Requests.
a. Answer these questions using the Stampede3 text, putting each answer on its own line with the same mark:
(i) Which NSF office funds Stampede3, and under what award number?
(ii) In which years did the original Stampede and Stampede2 systems appear?
(iii) How many Intel Data Center GPU Max Series processors does the new GPU/AI subsystem add?
b. Extend the Stampede3 supercomputer text, picking up right after its final sentence about the legacy Stampede2 nodes.

Text to read.
Stampede3

New Stampede3 Advances NSF Supercomputing Ecosystem

Stampede3 is the newest strategic resource for the nation’s open science community since entering full production in 2024.

TACC’s powerful Dell Technologies and Intel based supercomputer will enable groundbreaking open science research projects in the U.S. while leveraging the nation’s previous HPC investment funds. For over a decade, the Stampede systems — Stampede (2012) and Stampede2 (2017) — have been flagships in the U.S. National Science Foundation’s (NSF) ACCESS ecosystem. Stampede3 will be the only system in the NSF ACCESS environment to integrate the new Intel Max Series GPUs.

The system will also include first-class operations, user support and training, education, outreach, documentation, data management, visualization, analytics-driven application support, and research collaboration.

Stampede3 is funded by the NSF Office of Advanced Cyberinfrastructure (OAC) through award 2320757.

System Specifications

A new four petaflop capability for high-end simulation: 560 new Intel® Xeon® CPU Max Series processors with high bandwidth memory-enabled nodes, adding 63,000 cores for the largest, most performance-intensive compute jobs.
A new graphics processing unit/AI subsystem including 10 Dell PowerEdge XE9640 servers adding 40 new Intel® Data Center GPU Max Series processors for AI/ML and other GPU-friendly applications.
Reintegration of 224 3rd Gen Intel Xeon Scalable processor nodes for higher memory applications (added to Stampede2 in 2021).
Legacy hardware to support throughput computing — more than 1,000 existing Stampede2 2nd Gen Intel Xeon Scalable processor nodes will be incorporated into the new system to support high-throughput computing, interactive workloads, and other smaller workloads.

Entries.
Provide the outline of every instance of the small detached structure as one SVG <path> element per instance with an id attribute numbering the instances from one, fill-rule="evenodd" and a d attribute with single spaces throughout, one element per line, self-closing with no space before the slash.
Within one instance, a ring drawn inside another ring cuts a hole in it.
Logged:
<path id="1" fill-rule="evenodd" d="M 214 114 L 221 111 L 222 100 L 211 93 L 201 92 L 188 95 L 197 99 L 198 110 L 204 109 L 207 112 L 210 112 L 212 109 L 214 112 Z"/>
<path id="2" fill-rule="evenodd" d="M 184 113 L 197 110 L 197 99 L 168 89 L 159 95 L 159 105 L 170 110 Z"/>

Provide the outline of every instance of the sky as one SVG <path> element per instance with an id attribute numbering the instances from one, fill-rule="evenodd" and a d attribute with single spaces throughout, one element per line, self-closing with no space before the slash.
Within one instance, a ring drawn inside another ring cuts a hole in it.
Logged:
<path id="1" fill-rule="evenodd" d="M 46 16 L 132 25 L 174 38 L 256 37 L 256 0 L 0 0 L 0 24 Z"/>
--
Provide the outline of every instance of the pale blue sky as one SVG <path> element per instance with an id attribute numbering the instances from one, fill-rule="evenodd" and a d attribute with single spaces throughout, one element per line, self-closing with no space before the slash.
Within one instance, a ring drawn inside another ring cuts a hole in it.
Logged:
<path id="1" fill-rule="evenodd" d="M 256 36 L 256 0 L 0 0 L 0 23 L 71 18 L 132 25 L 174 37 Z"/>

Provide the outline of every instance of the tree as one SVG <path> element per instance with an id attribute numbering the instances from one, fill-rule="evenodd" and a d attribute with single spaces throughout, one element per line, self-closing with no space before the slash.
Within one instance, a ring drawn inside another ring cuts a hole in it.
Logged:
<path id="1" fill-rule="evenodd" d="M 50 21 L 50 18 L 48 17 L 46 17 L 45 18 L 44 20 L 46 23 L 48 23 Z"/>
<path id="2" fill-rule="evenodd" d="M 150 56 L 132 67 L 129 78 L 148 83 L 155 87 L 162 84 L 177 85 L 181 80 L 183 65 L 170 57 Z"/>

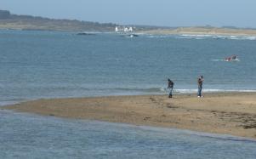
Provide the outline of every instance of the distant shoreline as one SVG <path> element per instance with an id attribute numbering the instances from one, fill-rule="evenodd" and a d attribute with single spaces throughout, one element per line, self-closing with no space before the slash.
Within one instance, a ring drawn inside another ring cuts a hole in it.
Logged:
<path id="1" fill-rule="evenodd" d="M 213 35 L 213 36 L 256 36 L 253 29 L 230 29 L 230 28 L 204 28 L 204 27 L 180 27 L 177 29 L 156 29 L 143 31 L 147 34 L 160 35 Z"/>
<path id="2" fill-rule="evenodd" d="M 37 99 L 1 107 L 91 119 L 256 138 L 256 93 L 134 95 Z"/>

Answers given.
a.
(i) The NSF Office of Advanced Cyberinfrastructure (OAC), under award 2320757.
(ii) Stampede appeared in 2012 and Stampede2 in 2017.
(iii) 40.

b.
The new Omni-Path Fabric 400 Gb/s technology offering highly scalable performance through a network interconnect with 24 TB/s backplane bandwidth to enable low latency, excellent scalability for applications, and high connectivity to the I/O subsystem.
1,858 compute nodes with more than 140,000 cores, more than 330 terabytes of RAM, 13 petabytes of new storage, and almost 10 petaflops of peak capability.

User Guide

Access full documentation on system architecture, software, new & advanced user information, best practices, and troubleshooting.

Stampede3 User Guide

Stampede3 Announcement

Learn more about Stampede3 in the press release: TACC’s New Stampede3 Advances NSF Supercomputing Ecosystem.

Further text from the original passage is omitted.